----- Data in this exercise

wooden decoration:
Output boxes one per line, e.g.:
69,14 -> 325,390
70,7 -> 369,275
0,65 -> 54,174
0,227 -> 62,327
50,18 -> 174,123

----------

Print every line of the data above verbatim, keeping the original order.

Finished task ::
wooden decoration:
Output boxes one per line, e.g.:
69,14 -> 325,390
70,7 -> 369,275
0,65 -> 54,174
0,227 -> 62,327
50,18 -> 174,123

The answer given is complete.